____ Records for this task

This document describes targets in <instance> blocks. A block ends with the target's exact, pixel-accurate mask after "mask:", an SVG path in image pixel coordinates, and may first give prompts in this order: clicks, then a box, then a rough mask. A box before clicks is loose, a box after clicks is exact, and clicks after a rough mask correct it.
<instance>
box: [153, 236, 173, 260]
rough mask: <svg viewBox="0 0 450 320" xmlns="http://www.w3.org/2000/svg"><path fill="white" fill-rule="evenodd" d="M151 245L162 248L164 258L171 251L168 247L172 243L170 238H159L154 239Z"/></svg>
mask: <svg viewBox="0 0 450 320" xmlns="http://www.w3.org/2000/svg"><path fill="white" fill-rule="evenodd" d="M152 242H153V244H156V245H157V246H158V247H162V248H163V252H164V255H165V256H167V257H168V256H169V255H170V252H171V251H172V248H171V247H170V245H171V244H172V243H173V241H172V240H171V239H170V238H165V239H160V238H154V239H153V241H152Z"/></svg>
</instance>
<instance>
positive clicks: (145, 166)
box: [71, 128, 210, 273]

________

▸ Try it
Reproduce all of the records above word for word, keeping each line unchanged.

▸ Written solution
This document describes targets in <instance> blocks. A block ends with the target's exact, pixel-accurate mask after "mask:", an SVG path in image pixel coordinates, and may first give prompts in this order: clicks, then a box, then a rough mask. A box before clicks is loose, a box after clicks is exact, and clicks after a rough mask correct it.
<instance>
box: [153, 236, 173, 260]
rough mask: <svg viewBox="0 0 450 320" xmlns="http://www.w3.org/2000/svg"><path fill="white" fill-rule="evenodd" d="M151 245L162 248L164 258L171 251L168 247L172 243L170 238H159L154 239Z"/></svg>
mask: <svg viewBox="0 0 450 320" xmlns="http://www.w3.org/2000/svg"><path fill="white" fill-rule="evenodd" d="M152 242H153V244H156V245H157V246H158V247H162V248H163V252H164V255H165V256H167V257H168V256H169V255H170V252H171V251H172V248H171V247H170V245H171V244H172V243H173V241H172V240H171V239H170V238H165V239H160V238H154V239H153V241H152Z"/></svg>
</instance>
<instance>
positive clicks: (145, 166)
box: [71, 128, 210, 273]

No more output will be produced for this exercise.